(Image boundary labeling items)
● ● ● ● ● ● ●

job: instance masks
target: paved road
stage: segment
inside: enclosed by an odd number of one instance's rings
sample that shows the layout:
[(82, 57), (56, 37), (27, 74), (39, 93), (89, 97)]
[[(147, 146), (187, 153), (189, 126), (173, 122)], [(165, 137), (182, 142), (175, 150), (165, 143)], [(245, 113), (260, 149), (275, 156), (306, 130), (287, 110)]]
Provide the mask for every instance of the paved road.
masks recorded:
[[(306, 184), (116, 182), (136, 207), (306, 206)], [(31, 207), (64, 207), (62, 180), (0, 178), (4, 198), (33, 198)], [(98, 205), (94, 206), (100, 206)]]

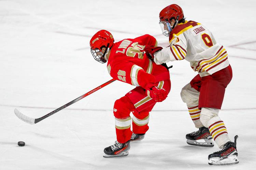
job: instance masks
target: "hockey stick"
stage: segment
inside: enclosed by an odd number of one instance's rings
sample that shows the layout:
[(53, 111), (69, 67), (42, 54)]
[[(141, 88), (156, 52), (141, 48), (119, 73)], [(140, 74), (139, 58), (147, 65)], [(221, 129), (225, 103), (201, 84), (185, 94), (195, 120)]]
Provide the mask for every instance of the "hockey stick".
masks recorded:
[(85, 97), (86, 97), (87, 96), (89, 96), (92, 93), (95, 92), (96, 91), (98, 90), (99, 90), (101, 88), (102, 88), (102, 87), (105, 87), (105, 86), (106, 86), (107, 85), (109, 84), (110, 84), (112, 82), (114, 81), (115, 81), (115, 80), (114, 79), (113, 79), (110, 80), (109, 81), (108, 81), (105, 83), (102, 84), (100, 86), (97, 87), (96, 88), (93, 90), (91, 90), (89, 92), (86, 93), (84, 95), (81, 96), (80, 97), (77, 98), (76, 99), (72, 101), (71, 101), (67, 103), (66, 104), (62, 106), (61, 107), (59, 107), (56, 110), (53, 111), (53, 112), (47, 114), (47, 115), (44, 116), (43, 116), (39, 118), (38, 118), (37, 119), (34, 119), (33, 118), (32, 118), (31, 117), (29, 117), (28, 116), (27, 116), (26, 115), (23, 115), (21, 113), (20, 113), (19, 111), (18, 110), (18, 109), (16, 108), (15, 108), (14, 109), (14, 113), (15, 113), (15, 114), (16, 115), (17, 117), (18, 117), (19, 119), (21, 120), (22, 120), (24, 121), (24, 122), (26, 122), (26, 123), (29, 123), (30, 124), (33, 124), (36, 123), (38, 123), (40, 121), (41, 121), (41, 120), (43, 120), (45, 118), (47, 118), (49, 117), (49, 116), (52, 116), (52, 115), (53, 115), (55, 113), (56, 113), (59, 111), (60, 111), (63, 108), (67, 107), (69, 106), (70, 106), (72, 104), (75, 103), (76, 102), (77, 102), (77, 101), (80, 100), (84, 98)]

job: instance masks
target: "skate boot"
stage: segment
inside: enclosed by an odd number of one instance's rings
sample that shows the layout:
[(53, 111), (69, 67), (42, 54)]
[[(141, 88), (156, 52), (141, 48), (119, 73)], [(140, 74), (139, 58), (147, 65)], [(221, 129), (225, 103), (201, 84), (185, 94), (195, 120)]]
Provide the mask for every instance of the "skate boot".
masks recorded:
[(224, 165), (236, 164), (239, 162), (237, 158), (238, 153), (237, 150), (237, 139), (234, 137), (234, 142), (228, 142), (224, 145), (223, 149), (209, 155), (208, 163), (211, 165)]
[(134, 141), (135, 140), (141, 140), (144, 138), (145, 134), (136, 134), (132, 133), (132, 134), (131, 137), (131, 141)]
[(117, 141), (115, 142), (115, 144), (104, 149), (104, 153), (105, 154), (103, 155), (104, 158), (115, 157), (127, 156), (129, 154), (128, 151), (130, 150), (130, 140), (124, 143), (119, 143)]
[[(199, 128), (199, 130), (194, 132), (186, 135), (187, 143), (190, 145), (201, 147), (213, 147), (214, 146), (211, 133), (208, 128), (205, 127)], [(204, 142), (197, 141), (203, 139)]]

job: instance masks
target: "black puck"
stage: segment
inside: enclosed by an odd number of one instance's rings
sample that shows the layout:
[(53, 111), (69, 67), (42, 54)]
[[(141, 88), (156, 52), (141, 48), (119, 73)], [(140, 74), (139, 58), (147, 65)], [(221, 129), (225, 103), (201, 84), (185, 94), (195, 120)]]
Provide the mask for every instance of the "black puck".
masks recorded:
[(22, 141), (18, 142), (18, 145), (20, 147), (24, 147), (25, 146), (25, 142)]

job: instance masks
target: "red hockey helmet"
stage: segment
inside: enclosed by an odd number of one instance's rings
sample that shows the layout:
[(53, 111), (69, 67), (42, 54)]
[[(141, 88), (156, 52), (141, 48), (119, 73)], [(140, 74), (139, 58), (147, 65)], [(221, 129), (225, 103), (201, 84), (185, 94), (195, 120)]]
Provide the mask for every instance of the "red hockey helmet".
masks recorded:
[[(163, 32), (163, 34), (168, 36), (171, 30), (174, 28), (177, 21), (183, 19), (184, 14), (181, 8), (176, 4), (172, 4), (162, 10), (159, 14), (160, 22), (159, 24)], [(175, 20), (172, 28), (170, 24), (172, 19)]]
[[(94, 59), (102, 63), (106, 63), (105, 55), (108, 53), (114, 41), (111, 33), (106, 30), (99, 31), (94, 34), (90, 40), (91, 52)], [(106, 48), (104, 53), (101, 51), (103, 47)]]

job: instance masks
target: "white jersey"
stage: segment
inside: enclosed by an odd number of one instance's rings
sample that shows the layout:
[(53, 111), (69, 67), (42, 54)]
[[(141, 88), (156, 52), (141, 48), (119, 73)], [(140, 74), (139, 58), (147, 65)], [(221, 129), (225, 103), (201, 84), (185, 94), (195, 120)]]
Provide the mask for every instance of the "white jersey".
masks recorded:
[(169, 47), (154, 54), (157, 64), (185, 59), (201, 77), (212, 74), (229, 64), (226, 49), (200, 23), (186, 21), (179, 23), (172, 31), (169, 42)]

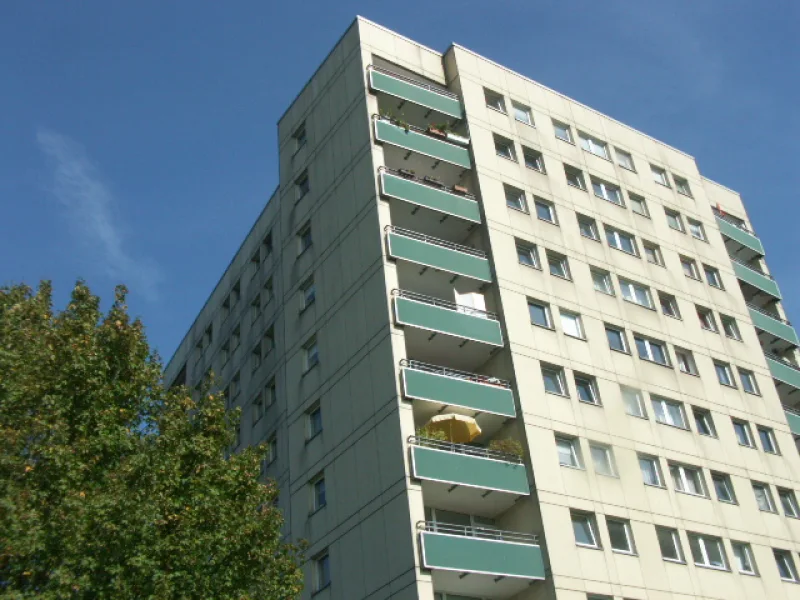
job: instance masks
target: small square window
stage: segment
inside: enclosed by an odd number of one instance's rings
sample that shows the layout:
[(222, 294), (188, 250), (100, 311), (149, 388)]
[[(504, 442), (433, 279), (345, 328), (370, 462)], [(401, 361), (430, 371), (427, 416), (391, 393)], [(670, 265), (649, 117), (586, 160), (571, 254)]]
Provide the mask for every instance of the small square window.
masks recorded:
[(558, 139), (569, 142), (570, 144), (575, 143), (572, 141), (572, 128), (566, 123), (562, 123), (561, 121), (556, 121), (553, 119), (553, 129), (555, 130), (556, 137)]
[(525, 200), (525, 192), (519, 188), (503, 184), (506, 195), (506, 206), (514, 210), (528, 212), (528, 202)]
[(586, 180), (583, 178), (583, 172), (580, 169), (565, 164), (564, 175), (567, 178), (567, 185), (586, 191)]
[(533, 126), (533, 114), (531, 114), (530, 106), (525, 106), (519, 102), (511, 101), (511, 107), (514, 109), (514, 120), (525, 125)]
[(514, 142), (508, 138), (494, 134), (494, 150), (497, 156), (502, 156), (503, 158), (517, 162), (517, 151), (514, 148)]
[(499, 110), (501, 113), (505, 114), (506, 101), (501, 94), (483, 88), (483, 97), (486, 99), (486, 106), (494, 110)]
[(525, 166), (529, 169), (533, 169), (534, 171), (539, 171), (540, 173), (546, 173), (547, 171), (544, 168), (544, 156), (538, 150), (534, 150), (533, 148), (528, 148), (527, 146), (522, 147), (522, 158), (525, 160)]

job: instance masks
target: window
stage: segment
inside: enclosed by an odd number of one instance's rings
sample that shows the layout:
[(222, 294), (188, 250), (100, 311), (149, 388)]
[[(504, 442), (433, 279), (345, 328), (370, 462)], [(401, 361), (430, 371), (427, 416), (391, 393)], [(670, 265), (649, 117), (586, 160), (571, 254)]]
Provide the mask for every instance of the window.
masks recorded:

● ● ● ● ● ● ●

* [What to do]: Leave the pictures out and output the rest of the listing exactly.

* [The response]:
job: instance masks
target: paved road
stage: segment
inside: enclosed by an odd number of one instance's rings
sample that shows the layout:
[(82, 57), (56, 37), (27, 74), (39, 93), (89, 97)]
[[(147, 146), (187, 153), (189, 126), (173, 122)], [(165, 137), (182, 142), (175, 150), (165, 143)], [(245, 113), (260, 149), (275, 156), (306, 130), (287, 110)]]
Provide the mask for every instance of the paved road.
masks recorded:
[[(306, 184), (116, 182), (136, 207), (306, 206)], [(31, 207), (64, 207), (62, 180), (0, 178), (4, 198), (33, 198)], [(98, 205), (94, 206), (100, 206)]]

job: instance masks
target: "hockey stick"
stage: segment
inside: enclosed by an odd number of one instance's rings
sample that shows the layout:
[(53, 111), (69, 67), (42, 54)]
[[(141, 88), (156, 52), (141, 48), (119, 73)], [(140, 74), (139, 58), (147, 65)], [(221, 129), (225, 103), (201, 84), (185, 94), (195, 120)]]
Provide the mask for every instance of the "hockey stick".
masks recorded:
[(85, 97), (86, 97), (87, 96), (89, 96), (92, 93), (95, 92), (96, 91), (98, 90), (99, 90), (101, 88), (102, 88), (102, 87), (105, 87), (105, 86), (106, 86), (107, 85), (109, 84), (110, 84), (112, 82), (114, 81), (115, 81), (115, 80), (114, 79), (113, 79), (110, 80), (109, 81), (108, 81), (105, 83), (102, 84), (100, 86), (97, 87), (96, 88), (93, 90), (91, 90), (89, 92), (86, 93), (84, 95), (81, 96), (80, 97), (77, 98), (76, 99), (72, 101), (71, 101), (67, 103), (66, 104), (62, 106), (61, 107), (59, 107), (56, 110), (53, 111), (53, 112), (47, 114), (47, 115), (44, 116), (43, 116), (39, 118), (38, 118), (37, 119), (34, 119), (33, 118), (32, 118), (31, 117), (29, 117), (28, 116), (27, 116), (26, 115), (23, 115), (21, 113), (20, 113), (19, 111), (18, 110), (18, 109), (16, 108), (15, 108), (14, 109), (14, 113), (15, 113), (15, 114), (16, 115), (17, 117), (18, 117), (19, 119), (21, 120), (22, 120), (24, 121), (24, 122), (26, 122), (26, 123), (29, 123), (30, 124), (33, 124), (36, 123), (38, 123), (40, 121), (41, 121), (41, 120), (43, 120), (45, 118), (47, 118), (49, 117), (49, 116), (52, 116), (52, 115), (53, 115), (55, 113), (56, 113), (59, 111), (60, 111), (63, 108), (67, 107), (69, 106), (70, 106), (72, 104), (75, 103), (76, 102), (77, 102), (77, 101), (80, 100), (84, 98)]

job: instance masks
target: "skate boot"
stage: segment
inside: enclosed by an odd number of one instance's rings
sample that shows the layout:
[(53, 111), (69, 67), (42, 54)]
[[(141, 88), (156, 52), (141, 48), (119, 73)], [(140, 74), (139, 58), (147, 65)], [(221, 129), (225, 103), (201, 84), (185, 94), (195, 120)]]
Provide the mask for every instance of the "skate boot".
masks recorded:
[(224, 165), (236, 164), (239, 162), (237, 158), (238, 153), (237, 150), (237, 139), (234, 137), (234, 142), (228, 142), (224, 145), (223, 149), (209, 155), (208, 163), (211, 165)]
[(134, 141), (135, 140), (141, 140), (144, 138), (145, 134), (136, 134), (132, 133), (132, 134), (131, 137), (131, 141)]
[(117, 141), (115, 142), (115, 144), (104, 149), (104, 153), (105, 154), (103, 155), (104, 158), (115, 157), (127, 156), (129, 154), (128, 151), (130, 150), (130, 140), (124, 143), (119, 143)]
[[(199, 128), (199, 130), (194, 132), (186, 135), (187, 143), (190, 145), (201, 147), (213, 147), (214, 146), (211, 133), (208, 128), (205, 127)], [(204, 142), (197, 141), (203, 139)]]

job: instance masks
target: "black puck"
stage: segment
inside: enclosed by an odd number of one instance's rings
sample that shows the layout:
[(53, 111), (69, 67), (42, 54)]
[[(141, 88), (156, 52), (141, 48), (119, 73)], [(140, 74), (139, 58), (147, 65)], [(221, 129), (225, 103), (201, 84), (185, 94), (195, 120)]]
Provide the mask for every instance of the "black puck".
masks recorded:
[(22, 141), (18, 142), (18, 145), (20, 147), (24, 147), (25, 146), (25, 142)]

job: instance masks
target: "red hockey helmet"
stage: segment
inside: enclosed by an odd number of one instance's rings
sample that shows the layout:
[(53, 111), (69, 67), (42, 54)]
[[(141, 88), (156, 52), (141, 48), (119, 73)], [(140, 74), (139, 58), (147, 65)], [(221, 129), (225, 103), (201, 84), (185, 94), (195, 120)]]
Provide the mask for every instance of the "red hockey helmet".
masks recorded:
[[(163, 32), (163, 34), (168, 36), (171, 30), (174, 28), (177, 21), (183, 19), (184, 14), (181, 8), (176, 4), (172, 4), (162, 10), (159, 14), (160, 22), (159, 24)], [(175, 20), (172, 28), (170, 24), (172, 19)]]
[[(94, 59), (102, 63), (106, 63), (105, 55), (108, 53), (114, 41), (111, 33), (106, 30), (99, 31), (94, 34), (90, 40), (91, 52)], [(106, 48), (104, 53), (101, 51), (103, 47)]]

job: instance masks
target: "white jersey"
stage: segment
inside: enclosed by an odd number of one instance's rings
sample that shows the layout:
[(53, 111), (69, 67), (42, 54)]
[[(141, 88), (156, 52), (141, 48), (119, 73)], [(140, 74), (139, 58), (147, 65)], [(221, 129), (225, 103), (201, 84), (185, 94), (195, 120)]]
Provide the mask for every instance of the "white jersey".
masks recorded:
[(169, 47), (154, 54), (157, 64), (185, 59), (201, 77), (212, 74), (229, 64), (226, 49), (200, 23), (186, 21), (179, 23), (172, 31), (169, 42)]

job: instance masks
target: small square window
stage: segment
inside: enclosed by an odd number of one instance's rings
sample that shows the layout:
[(222, 294), (188, 250), (100, 311), (149, 388)]
[[(504, 442), (433, 279), (345, 328), (370, 462)], [(401, 361), (430, 371), (427, 416), (391, 393)], [(670, 265), (649, 117), (586, 160), (571, 254)]]
Provide the mask for every instance of the small square window.
masks recorded:
[(558, 139), (569, 142), (570, 144), (575, 143), (572, 141), (572, 128), (566, 123), (562, 123), (561, 121), (556, 121), (553, 119), (553, 129), (555, 130), (556, 137)]
[(525, 200), (525, 192), (519, 188), (503, 184), (506, 195), (506, 206), (514, 210), (528, 212), (528, 202)]
[(586, 180), (583, 178), (583, 172), (580, 169), (565, 164), (564, 175), (567, 178), (567, 185), (586, 191)]
[(533, 126), (533, 114), (531, 114), (530, 106), (525, 106), (519, 102), (511, 101), (511, 107), (514, 109), (514, 120), (525, 125)]
[(514, 142), (508, 138), (494, 134), (494, 150), (497, 156), (502, 156), (503, 158), (517, 162), (517, 151), (514, 148)]
[(499, 110), (501, 113), (505, 114), (506, 101), (501, 94), (483, 88), (483, 97), (486, 99), (486, 106), (494, 110)]
[(525, 166), (529, 169), (533, 169), (534, 171), (539, 171), (540, 173), (546, 173), (547, 171), (544, 168), (544, 156), (538, 150), (534, 150), (533, 148), (528, 148), (527, 146), (522, 147), (522, 158), (525, 160)]

job: instance masks
target: window
stage: segment
inside: enclosed by an odd number of one instance's rings
sample that shows the layout:
[(222, 294), (188, 250), (100, 311), (149, 388)]
[[(504, 442), (433, 279), (345, 328), (370, 462)], [(401, 361), (430, 371), (427, 416), (391, 393)], [(670, 265), (649, 117), (586, 160), (571, 254)]]
Provide the mask for every instance of the window.
masks recorded:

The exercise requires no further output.